> [Data for analysis]
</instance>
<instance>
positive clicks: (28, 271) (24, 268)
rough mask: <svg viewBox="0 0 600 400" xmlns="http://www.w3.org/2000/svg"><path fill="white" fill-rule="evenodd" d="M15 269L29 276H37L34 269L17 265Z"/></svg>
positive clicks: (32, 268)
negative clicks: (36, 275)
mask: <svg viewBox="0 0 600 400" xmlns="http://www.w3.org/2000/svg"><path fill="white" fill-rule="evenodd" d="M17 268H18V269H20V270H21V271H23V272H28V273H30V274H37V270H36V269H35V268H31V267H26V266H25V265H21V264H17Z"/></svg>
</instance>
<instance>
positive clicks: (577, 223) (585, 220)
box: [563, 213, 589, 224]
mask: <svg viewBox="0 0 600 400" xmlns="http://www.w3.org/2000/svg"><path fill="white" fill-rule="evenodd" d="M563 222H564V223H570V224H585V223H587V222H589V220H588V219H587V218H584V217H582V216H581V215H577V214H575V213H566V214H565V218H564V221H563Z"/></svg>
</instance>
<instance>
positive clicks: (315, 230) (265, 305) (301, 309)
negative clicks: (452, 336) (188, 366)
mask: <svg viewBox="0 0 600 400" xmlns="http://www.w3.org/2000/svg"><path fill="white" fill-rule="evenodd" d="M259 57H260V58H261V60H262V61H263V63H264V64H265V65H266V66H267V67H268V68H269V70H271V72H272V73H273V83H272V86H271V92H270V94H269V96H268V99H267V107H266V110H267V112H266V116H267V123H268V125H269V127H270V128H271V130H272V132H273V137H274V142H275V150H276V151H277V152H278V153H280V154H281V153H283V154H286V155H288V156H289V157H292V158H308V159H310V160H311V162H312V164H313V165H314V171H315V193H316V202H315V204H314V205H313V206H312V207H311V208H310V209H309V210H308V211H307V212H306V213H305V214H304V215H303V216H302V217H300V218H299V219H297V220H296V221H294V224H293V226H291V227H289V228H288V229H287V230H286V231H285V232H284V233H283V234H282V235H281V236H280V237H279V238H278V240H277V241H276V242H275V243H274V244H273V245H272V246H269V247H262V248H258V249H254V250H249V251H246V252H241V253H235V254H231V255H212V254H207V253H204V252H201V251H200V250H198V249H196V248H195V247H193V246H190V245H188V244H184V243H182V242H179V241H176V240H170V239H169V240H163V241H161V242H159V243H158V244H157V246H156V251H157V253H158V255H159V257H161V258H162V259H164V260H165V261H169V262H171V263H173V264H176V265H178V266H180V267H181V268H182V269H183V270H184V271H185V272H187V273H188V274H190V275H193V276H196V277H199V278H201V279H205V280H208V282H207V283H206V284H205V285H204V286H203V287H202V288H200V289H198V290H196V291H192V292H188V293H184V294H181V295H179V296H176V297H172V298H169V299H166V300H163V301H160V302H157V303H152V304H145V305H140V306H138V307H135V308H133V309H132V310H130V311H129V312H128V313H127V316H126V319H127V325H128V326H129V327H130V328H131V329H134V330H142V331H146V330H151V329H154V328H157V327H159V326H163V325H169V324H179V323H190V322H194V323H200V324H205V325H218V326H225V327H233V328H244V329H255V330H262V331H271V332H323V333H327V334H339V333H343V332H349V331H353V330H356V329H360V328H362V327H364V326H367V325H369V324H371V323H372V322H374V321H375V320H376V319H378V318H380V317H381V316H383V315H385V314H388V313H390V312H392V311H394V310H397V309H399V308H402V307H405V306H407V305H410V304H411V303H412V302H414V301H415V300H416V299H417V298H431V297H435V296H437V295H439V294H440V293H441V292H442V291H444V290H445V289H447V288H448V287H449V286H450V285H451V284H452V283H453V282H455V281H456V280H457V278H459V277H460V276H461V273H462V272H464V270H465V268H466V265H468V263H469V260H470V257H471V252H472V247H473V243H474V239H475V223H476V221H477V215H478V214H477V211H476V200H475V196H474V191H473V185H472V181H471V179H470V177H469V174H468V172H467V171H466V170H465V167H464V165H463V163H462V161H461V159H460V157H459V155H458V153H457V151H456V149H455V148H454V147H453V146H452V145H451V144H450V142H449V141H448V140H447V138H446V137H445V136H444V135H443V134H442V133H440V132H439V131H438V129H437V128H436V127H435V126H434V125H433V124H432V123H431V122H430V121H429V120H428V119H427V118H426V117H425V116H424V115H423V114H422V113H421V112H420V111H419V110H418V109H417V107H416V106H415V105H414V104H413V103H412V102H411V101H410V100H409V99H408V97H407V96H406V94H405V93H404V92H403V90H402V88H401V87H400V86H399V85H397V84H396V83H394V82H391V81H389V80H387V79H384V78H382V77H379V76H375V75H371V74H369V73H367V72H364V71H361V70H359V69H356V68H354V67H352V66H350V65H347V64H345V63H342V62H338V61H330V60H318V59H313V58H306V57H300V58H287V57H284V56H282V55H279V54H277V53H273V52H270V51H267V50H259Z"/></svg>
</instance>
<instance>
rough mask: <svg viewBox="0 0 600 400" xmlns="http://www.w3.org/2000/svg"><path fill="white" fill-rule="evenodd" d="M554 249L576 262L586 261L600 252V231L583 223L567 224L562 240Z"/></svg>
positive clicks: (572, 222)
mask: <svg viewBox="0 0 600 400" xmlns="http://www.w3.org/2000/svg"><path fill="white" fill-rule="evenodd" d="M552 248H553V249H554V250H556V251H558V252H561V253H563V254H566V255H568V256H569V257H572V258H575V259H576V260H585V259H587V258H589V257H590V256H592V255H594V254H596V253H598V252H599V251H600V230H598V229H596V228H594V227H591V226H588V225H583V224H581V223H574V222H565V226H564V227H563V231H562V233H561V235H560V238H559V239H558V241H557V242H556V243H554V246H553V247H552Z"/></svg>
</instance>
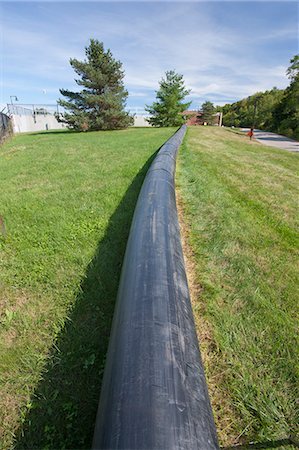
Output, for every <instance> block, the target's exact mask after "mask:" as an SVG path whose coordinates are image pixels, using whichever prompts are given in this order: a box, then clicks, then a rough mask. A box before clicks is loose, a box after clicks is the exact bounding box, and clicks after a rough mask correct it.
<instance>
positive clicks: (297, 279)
mask: <svg viewBox="0 0 299 450" xmlns="http://www.w3.org/2000/svg"><path fill="white" fill-rule="evenodd" d="M296 171H298V155H296V154H291V153H288V152H286V151H282V150H281V151H280V150H276V149H274V148H269V147H264V146H262V145H258V144H255V143H249V142H248V141H247V138H246V137H243V136H238V135H234V134H232V133H229V132H227V131H226V130H223V129H216V128H206V127H201V128H189V130H188V135H187V139H186V141H185V145H184V147H183V149H182V150H181V152H180V156H179V163H178V173H177V183H178V188H179V193H180V196H181V201H182V204H183V211H184V216H185V230H186V235H187V241H188V244H189V246H190V248H191V252H192V255H191V259H192V260H193V261H194V263H195V277H196V280H195V281H196V284H197V286H200V289H199V290H197V299H196V301H195V305H194V309H195V316H196V322H197V327H198V332H199V337H200V338H201V340H202V346H203V353H204V355H205V363H206V371H207V377H208V381H209V385H210V391H211V393H212V402H213V406H214V411H215V415H216V421H217V425H218V430H219V436H220V440H221V442H222V444H225V445H229V444H230V445H231V444H233V443H236V442H239V441H241V442H242V440H243V441H245V442H248V441H250V440H256V441H260V442H261V441H263V440H266V439H273V440H275V439H279V438H285V437H287V436H289V434H290V433H291V432H294V428H295V425H296V423H298V416H297V417H296V382H298V378H296V377H298V370H297V369H298V367H297V368H296V360H297V361H298V340H297V338H296V324H297V322H296V313H297V308H298V266H297V263H298V252H297V250H298V235H297V234H296V227H298V216H297V214H296V213H297V212H298V211H297V208H298V203H297V202H298V187H299V186H298V178H297V177H296ZM297 173H298V172H297ZM297 229H298V228H297ZM207 323H208V324H207ZM297 412H298V409H297Z"/></svg>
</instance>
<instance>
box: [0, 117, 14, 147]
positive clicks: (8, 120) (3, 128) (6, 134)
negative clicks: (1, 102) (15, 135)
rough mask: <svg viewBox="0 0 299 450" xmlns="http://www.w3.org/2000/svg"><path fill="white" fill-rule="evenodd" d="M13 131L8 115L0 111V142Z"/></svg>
mask: <svg viewBox="0 0 299 450" xmlns="http://www.w3.org/2000/svg"><path fill="white" fill-rule="evenodd" d="M12 132H13V129H12V123H11V119H10V117H9V116H7V115H6V114H4V113H3V112H0V144H1V143H2V142H3V141H4V139H5V138H7V137H8V136H9V135H11V134H12Z"/></svg>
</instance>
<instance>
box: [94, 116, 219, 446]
mask: <svg viewBox="0 0 299 450" xmlns="http://www.w3.org/2000/svg"><path fill="white" fill-rule="evenodd" d="M185 132H186V126H185V125H184V126H182V127H181V128H180V129H179V130H178V131H177V132H176V133H175V134H174V136H172V137H171V138H170V139H169V140H168V141H167V142H166V143H165V144H164V145H163V147H162V148H161V150H160V151H159V153H158V155H157V156H156V158H155V160H154V162H153V163H152V165H151V167H150V169H149V171H148V173H147V175H146V177H145V180H144V183H143V186H142V189H141V191H140V194H139V198H138V202H137V205H136V209H135V213H134V217H133V221H132V225H131V231H130V236H129V239H128V244H127V249H126V254H125V258H124V263H123V268H122V275H121V280H120V286H119V291H118V298H117V303H116V309H115V314H114V318H113V326H112V332H111V337H110V343H109V350H108V355H107V363H106V367H105V373H104V380H103V385H102V393H101V398H100V404H99V410H98V415H97V420H96V426H95V432H94V441H93V449H109V450H114V449H118V450H119V449H122V450H125V449H126V450H143V449H147V450H157V449H159V450H160V449H161V450H178V449H180V450H196V449H202V450H210V449H218V448H219V447H218V443H217V436H216V429H215V424H214V420H213V414H212V410H211V406H210V401H209V395H208V390H207V385H206V380H205V375H204V370H203V366H202V361H201V357H200V353H199V348H198V343H197V337H196V333H195V327H194V320H193V314H192V309H191V304H190V297H189V290H188V285H187V279H186V273H185V267H184V259H183V253H182V246H181V240H180V230H179V223H178V217H177V209H176V201H175V189H174V174H175V161H176V154H177V151H178V148H179V146H180V144H181V142H182V140H183V137H184V135H185Z"/></svg>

> [Description of the task] Return the stretch of the entries from their start through the line containing "positive clicks: (32, 268)", both ends included, reproducing each line exactly.

> [Answer for this exercise]
</instance>
<instance>
positive clicks: (28, 271) (24, 268)
rough mask: <svg viewBox="0 0 600 400" xmlns="http://www.w3.org/2000/svg"><path fill="white" fill-rule="evenodd" d="M15 269L29 276H37L34 269L17 265Z"/></svg>
positive clicks: (32, 268)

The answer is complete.